(Photo-based referring expression data)
%%

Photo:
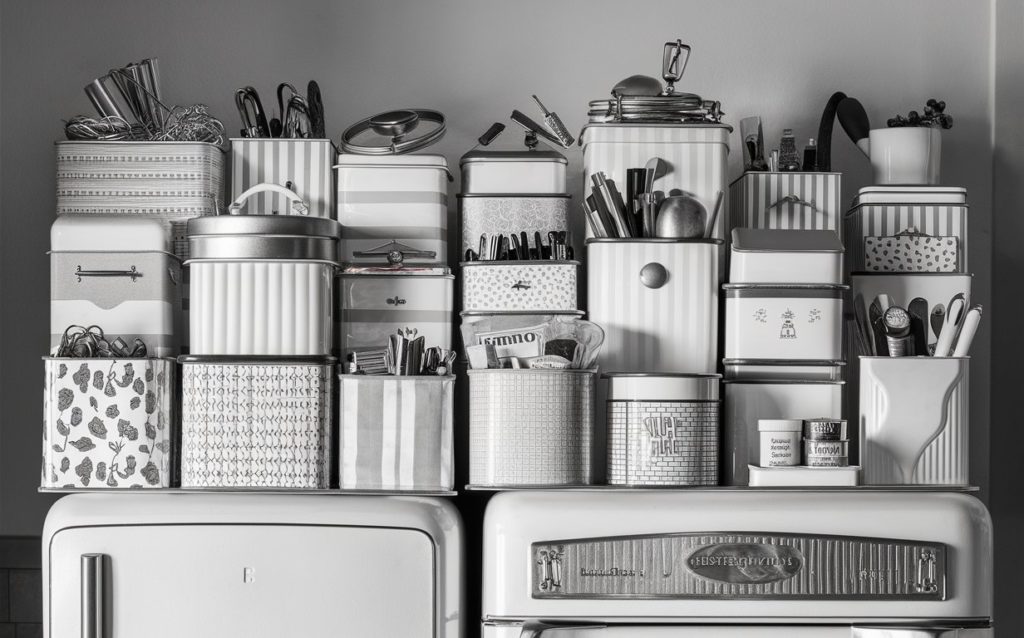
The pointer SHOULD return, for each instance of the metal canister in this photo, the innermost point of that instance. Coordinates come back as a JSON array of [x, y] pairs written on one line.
[[663, 429]]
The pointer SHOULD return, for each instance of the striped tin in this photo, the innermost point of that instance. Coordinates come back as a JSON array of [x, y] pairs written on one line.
[[301, 165], [913, 416], [873, 220], [657, 303], [401, 198], [696, 158], [395, 432], [379, 304], [760, 201]]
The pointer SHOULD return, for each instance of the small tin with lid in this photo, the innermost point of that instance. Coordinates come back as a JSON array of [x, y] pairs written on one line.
[[779, 441], [663, 429]]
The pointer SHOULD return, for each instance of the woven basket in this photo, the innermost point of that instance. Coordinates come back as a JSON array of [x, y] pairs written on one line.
[[530, 427]]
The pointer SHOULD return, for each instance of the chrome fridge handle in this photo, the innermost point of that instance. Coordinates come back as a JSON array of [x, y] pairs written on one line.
[[93, 596]]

%%

Task: Transcribe all of the data above exactly; no picture belongs in the copy.

Problem solution:
Photo:
The pointer SHOULD return, for each instance of the metal canister in this photo, the innermost point of that instance. Coordinates come back as a JSON array of [x, y] pairs written on one line.
[[663, 429]]
The pointer SHOULD return, for each instance of the striped tin in this photo, the innermost point of that instance. Coordinates come back as a JSON array of [x, y] pairs written on one line.
[[301, 165], [913, 416], [873, 220], [657, 303], [401, 198], [696, 158], [395, 432], [379, 304], [760, 201]]
The pointer SHOULD return, for each instance of the small tin with lid in this photo, the innermost point of that instance. Coordinates come back as a JSON array of [x, y] pairs written on one line.
[[779, 441], [663, 429]]
The pointer SHOULD return, for each instance of the woven basket in this photo, the innermost point of that instance. Coordinates come back as a JSON array of [x, y] pairs written on one line.
[[530, 427]]
The pointer SHOULD return, for each instance of the chrome fridge handle in this photo, the innermost point of that instance. Coordinates come back as a JSON array of [x, y] pairs written on one line.
[[93, 596]]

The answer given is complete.